- _What needs to be done_
Report how many lines of the material below contain the string "child". Give only the number.

- _Entries for bounding box labels_
[start]

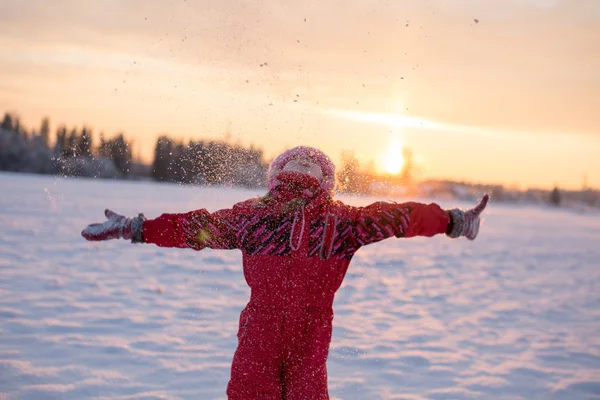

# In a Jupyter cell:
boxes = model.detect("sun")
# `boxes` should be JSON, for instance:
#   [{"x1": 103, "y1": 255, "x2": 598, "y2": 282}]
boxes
[{"x1": 381, "y1": 141, "x2": 404, "y2": 175}]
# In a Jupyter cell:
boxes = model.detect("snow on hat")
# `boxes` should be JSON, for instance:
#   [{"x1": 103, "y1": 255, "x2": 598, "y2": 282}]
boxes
[{"x1": 267, "y1": 146, "x2": 335, "y2": 195}]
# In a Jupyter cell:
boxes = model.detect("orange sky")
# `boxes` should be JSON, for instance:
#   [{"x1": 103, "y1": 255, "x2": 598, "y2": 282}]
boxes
[{"x1": 0, "y1": 0, "x2": 600, "y2": 188}]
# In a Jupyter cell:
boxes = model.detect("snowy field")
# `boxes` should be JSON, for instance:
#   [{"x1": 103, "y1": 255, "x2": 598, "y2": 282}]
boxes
[{"x1": 0, "y1": 173, "x2": 600, "y2": 400}]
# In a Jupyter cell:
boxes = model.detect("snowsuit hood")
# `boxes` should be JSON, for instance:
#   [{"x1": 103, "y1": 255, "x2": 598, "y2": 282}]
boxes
[{"x1": 267, "y1": 146, "x2": 335, "y2": 196}]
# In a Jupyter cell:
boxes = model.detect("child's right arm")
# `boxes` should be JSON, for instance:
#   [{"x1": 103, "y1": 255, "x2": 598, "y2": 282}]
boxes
[{"x1": 81, "y1": 209, "x2": 239, "y2": 250}]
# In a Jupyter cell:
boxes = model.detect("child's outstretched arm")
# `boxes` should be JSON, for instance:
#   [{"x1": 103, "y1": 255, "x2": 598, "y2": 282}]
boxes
[
  {"x1": 81, "y1": 209, "x2": 238, "y2": 250},
  {"x1": 353, "y1": 194, "x2": 489, "y2": 246}
]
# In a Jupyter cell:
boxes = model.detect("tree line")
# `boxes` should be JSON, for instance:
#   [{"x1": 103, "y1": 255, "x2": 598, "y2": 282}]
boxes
[
  {"x1": 0, "y1": 113, "x2": 412, "y2": 193},
  {"x1": 0, "y1": 113, "x2": 268, "y2": 187}
]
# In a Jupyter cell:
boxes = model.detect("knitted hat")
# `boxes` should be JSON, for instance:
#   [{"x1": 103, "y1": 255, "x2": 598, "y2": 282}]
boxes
[{"x1": 267, "y1": 146, "x2": 335, "y2": 195}]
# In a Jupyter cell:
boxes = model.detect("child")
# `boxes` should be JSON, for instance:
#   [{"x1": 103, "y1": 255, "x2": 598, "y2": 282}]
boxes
[{"x1": 82, "y1": 146, "x2": 489, "y2": 400}]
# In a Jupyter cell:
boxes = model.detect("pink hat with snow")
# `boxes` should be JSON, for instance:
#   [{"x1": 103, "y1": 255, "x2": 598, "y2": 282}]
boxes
[{"x1": 267, "y1": 146, "x2": 335, "y2": 195}]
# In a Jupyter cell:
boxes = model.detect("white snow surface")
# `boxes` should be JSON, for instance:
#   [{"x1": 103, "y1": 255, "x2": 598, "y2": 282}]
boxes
[{"x1": 0, "y1": 173, "x2": 600, "y2": 400}]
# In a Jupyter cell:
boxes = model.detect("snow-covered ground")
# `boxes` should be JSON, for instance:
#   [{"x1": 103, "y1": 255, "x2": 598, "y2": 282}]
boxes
[{"x1": 0, "y1": 174, "x2": 600, "y2": 400}]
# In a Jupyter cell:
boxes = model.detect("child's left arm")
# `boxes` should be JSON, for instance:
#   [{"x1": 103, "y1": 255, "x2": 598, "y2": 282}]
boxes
[
  {"x1": 81, "y1": 209, "x2": 238, "y2": 250},
  {"x1": 353, "y1": 194, "x2": 489, "y2": 246}
]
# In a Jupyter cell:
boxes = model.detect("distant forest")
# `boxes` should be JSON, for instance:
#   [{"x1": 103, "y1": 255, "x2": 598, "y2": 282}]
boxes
[
  {"x1": 0, "y1": 112, "x2": 384, "y2": 193},
  {"x1": 0, "y1": 113, "x2": 268, "y2": 187}
]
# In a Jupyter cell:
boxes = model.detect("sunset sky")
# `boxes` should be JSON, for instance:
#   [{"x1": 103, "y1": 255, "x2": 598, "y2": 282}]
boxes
[{"x1": 0, "y1": 0, "x2": 600, "y2": 189}]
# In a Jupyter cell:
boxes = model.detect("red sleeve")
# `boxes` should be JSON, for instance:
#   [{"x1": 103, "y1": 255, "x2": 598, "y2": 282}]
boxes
[
  {"x1": 143, "y1": 209, "x2": 239, "y2": 250},
  {"x1": 353, "y1": 202, "x2": 450, "y2": 246}
]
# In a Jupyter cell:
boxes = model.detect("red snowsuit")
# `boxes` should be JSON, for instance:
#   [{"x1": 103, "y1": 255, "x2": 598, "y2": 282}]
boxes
[{"x1": 143, "y1": 176, "x2": 449, "y2": 400}]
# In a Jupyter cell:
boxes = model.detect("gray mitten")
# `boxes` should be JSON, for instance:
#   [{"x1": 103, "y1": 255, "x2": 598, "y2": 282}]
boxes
[{"x1": 446, "y1": 193, "x2": 490, "y2": 240}]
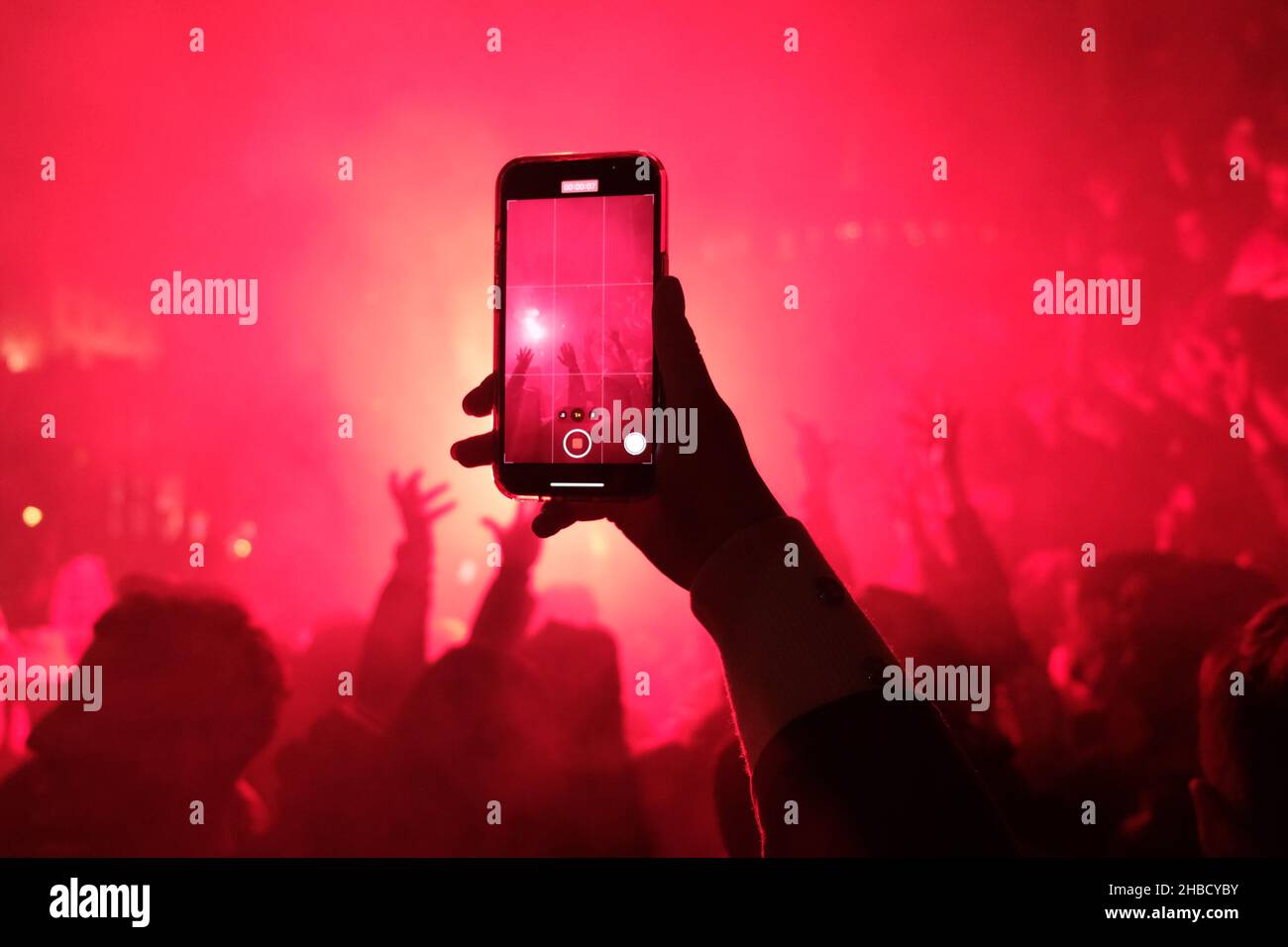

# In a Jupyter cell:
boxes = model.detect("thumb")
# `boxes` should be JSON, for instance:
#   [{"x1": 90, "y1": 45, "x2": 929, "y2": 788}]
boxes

[end]

- _Answer to this problem_
4